Without getting into the merits of magnet and specialized schools, they are unquestionably public because they openly publicize and make no bones about their selective enrollment criteria,
KIPP and other charters are duplicitous because, while claiming to serve “the same kids,” they stealthily cherry pick on the front and back end.
Correct. I know that.
@Michael Fiorillo,
Surely there must be more to the distinction between acceptable schools like Thomas Jefferson High School and unacceptable schools like the Community Roots Charter School than simply publicizing explicit or implicit admissions policies?
teachingeconomist
If KIPP described themselves as a selective magnate school, that would be one thing. But, they seem to imply that they have a solved the problem of educating the most unmotivated students and drop outs. Other than that, I agree with your point that specialized schools should be judged on an even basis.
Surly you would not put KIPP into the same category as TJ high school in terms of selectivity?
I am serious… and don’t call me Shirley.
If a community identifies a need for a magnet school program and decides to fund it as a public school, that school is subject to all the rules and regulations established by the public school system. We have already established that charters operate under their own set of rules and frequently are not subject to the same standards (especially when it comes to financial transparency). As public schools, we are tasked with trying to meet the needs of each student where they are. The much harder discussions come when we discuss what meeting the needs of each student means without morphing into a discussion of education as a consumer commodity. The services we provide are not only for the benefit of the individual student but for society as a whole as well.
True.
What if a community identifies a need for a charter school? One that requires the same admission standards as TJ high school,a public magnet school. Could the charter school use the same admission test as TJ High school? Can they deny admission to all but the most capable students?
Honestly! No one is saying it can’t or shouldn’t be done in public schools. Public. Public. If their methods and pedagogy are wonderful then spread the ideas to all. Don’t focus on competition! I am sick of constant competition. It is unhealthy when it us an obsession. Kids should never grow up feeling like losers! But they do! And now entire schools and systems and teachers are labeled as losers and getting replaced with PRIVATE schools that have no long term desire for anything but profits. They can well afford to the take the money and run leaving disasters in their wake and never being accountable to anyone.
Sorry. My job was to teach all my students to the best of their abilities. I detest competing against other classrooms. I went into other classes and helped those teachers all the time. But we had one male teacher who was all about making his kids succeed without caring or sharing with anyone else’s students.
I found him to be problematic.
So I think we have come back to the definition of “public”. Does it mean that there is a place for a student in a school or does it mean that every school must be every thing to all students? Does it mean that every class in a school be appropriate to every student or the school offer classes that are appropriate to the students in the school?

Pointing dataset records →
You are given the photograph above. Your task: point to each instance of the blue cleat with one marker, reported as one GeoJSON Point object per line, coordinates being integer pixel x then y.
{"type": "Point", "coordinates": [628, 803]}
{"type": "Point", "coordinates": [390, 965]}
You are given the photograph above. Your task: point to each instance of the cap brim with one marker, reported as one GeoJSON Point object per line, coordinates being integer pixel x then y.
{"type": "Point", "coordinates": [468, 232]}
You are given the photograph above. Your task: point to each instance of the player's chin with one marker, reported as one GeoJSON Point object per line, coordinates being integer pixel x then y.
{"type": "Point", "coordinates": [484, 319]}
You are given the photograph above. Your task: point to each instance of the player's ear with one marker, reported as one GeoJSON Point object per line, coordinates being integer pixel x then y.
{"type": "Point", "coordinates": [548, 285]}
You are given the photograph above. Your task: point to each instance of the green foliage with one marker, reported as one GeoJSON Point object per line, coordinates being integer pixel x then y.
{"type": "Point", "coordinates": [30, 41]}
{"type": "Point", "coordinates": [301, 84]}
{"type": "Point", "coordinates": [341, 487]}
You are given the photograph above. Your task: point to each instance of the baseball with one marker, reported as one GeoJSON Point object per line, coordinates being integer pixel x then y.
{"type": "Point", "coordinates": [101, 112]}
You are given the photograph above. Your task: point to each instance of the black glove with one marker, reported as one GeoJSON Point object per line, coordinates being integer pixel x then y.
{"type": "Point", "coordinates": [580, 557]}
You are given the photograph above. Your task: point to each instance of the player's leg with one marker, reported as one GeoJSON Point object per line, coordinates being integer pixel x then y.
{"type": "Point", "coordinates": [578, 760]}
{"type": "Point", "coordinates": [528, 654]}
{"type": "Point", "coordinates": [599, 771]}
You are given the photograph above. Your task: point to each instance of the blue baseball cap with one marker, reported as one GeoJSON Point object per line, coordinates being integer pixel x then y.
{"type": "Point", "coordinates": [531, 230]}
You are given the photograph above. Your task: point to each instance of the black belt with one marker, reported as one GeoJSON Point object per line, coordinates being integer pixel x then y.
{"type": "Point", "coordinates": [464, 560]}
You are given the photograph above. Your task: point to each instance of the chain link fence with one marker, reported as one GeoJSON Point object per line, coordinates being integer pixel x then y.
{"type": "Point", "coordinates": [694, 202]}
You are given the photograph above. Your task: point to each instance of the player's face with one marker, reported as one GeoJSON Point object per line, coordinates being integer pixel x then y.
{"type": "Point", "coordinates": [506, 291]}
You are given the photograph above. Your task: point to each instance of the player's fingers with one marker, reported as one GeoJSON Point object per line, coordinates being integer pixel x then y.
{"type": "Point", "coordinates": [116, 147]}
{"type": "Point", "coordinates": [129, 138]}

Required work →
a. Swap "financial transparency" for "fiscal accountability" in the part of the discussion on charter and public schools that opens with the words containing "If a community identifies a need for a magnet" and closes with "whole as well.", and write that part out.
b. Extend the discussion on charter and public schools, picking up after its final comment.
The records play no part in what comes next.

Answers by task →
a.
If a community identifies a need for a magnet school program and decides to fund it as a public school, that school is subject to all the rules and regulations established by the public school system. We have already established that charters operate under their own set of rules and frequently are not subject to the same standards (especially when it comes to fiscal accountability). As public schools, we are tasked with trying to meet the needs of each student where they are. The much harder discussions come when we discuss what meeting the needs of each student means without morphing into a discussion of education as a consumer commodity. The services we provide are not only for the benefit of the individual student but for society as a whole as well.

b.
If an entire community chooses to establish a charter school subject to all the oversight of the public school system, I see no objection. Then again, I don’t see a need for a charter school when a public school can do the same thing. The state and federal government could allow leeway in their governance just as they do for charters. As charters were first considered as incubators for ideas to be tried in public schools, so too we can have incubator programs within the public schools. Given the current idiocy being imposed from above, it is better to run pilot programs within the public schools and under the governance of the public schools. If we create a dual system, one subject to state and federal law and the other given considerable freedom from federal, state, and local oversight, we have no way to compare the programs. There are too many uncontrolled variables and too much opportunity to subvert the purposes of education for private gain.
Charter schools can do some things traditional zoned schools cannot. Specialized forms of education like Montessori or Waldorf schools come to mind. I don’t think government regulation is the reason why public schools have fundamentally the same approach to education, so I don’t think that relaxing those regulations will have a large impact on public schools. Far more important is requiring students to attend schools based on geography rather than the approach to education in each school.
“Give me, get me, buy me, take me” was a phrase we used to use with our children when they began to demonstrate a tad too much consumeritis. I’m sorry that your public schools were so awful that you can see no other alternative than a food court of educational choices. I’m sorry that your public schools were so rigid that they never piloted new ideas or instituted novel programming ideas. I’m sorry that you felt your public schools owed you and your family something they did not deliver.
I think I was around forty when I told my mother rather tongue in cheek that I figured I was old enough at that point to take responsibility for my own life and that she was “off the hook.” I think there is a little too much tendency to demand “more” and blame the system rather than figure out how to do more with what we have. Am I making any sense?
This is not especially about my district. There are over 67,000 public elementary schools in the US. Do any traditional zoned public schools provide a Montessori or Waldorf or progressive education? Should diverse approaches to education only be available to the relatively wealthy?
Progressive education, yes, although the corporate reform movement is doing a good job of killing it. I do not know about Montessori or Waldorf. I have no problem with the educational choices that the wealthy make for their children. We could probably do better if we shifted more of our resources to meet society’s needs in a more proactive way.
NO, I was not asking if TJHS has strict admissions. Why would I ask you that? That has nothing to do with what I was talking about. I was merely asking you why you ask these questions if you are already in possession of your own answers. It appears that you are trying to get people to consider tangential topics by posing questions to them. Good grief.
Perhaps I was confused. It seemed to me to me that you argued that public schools never cherry pick for any purpose. Thomas Jefferson does more cherry picking than any charter school, yet you seem to give TJ a free pass. Joe Nathan would not be do generous.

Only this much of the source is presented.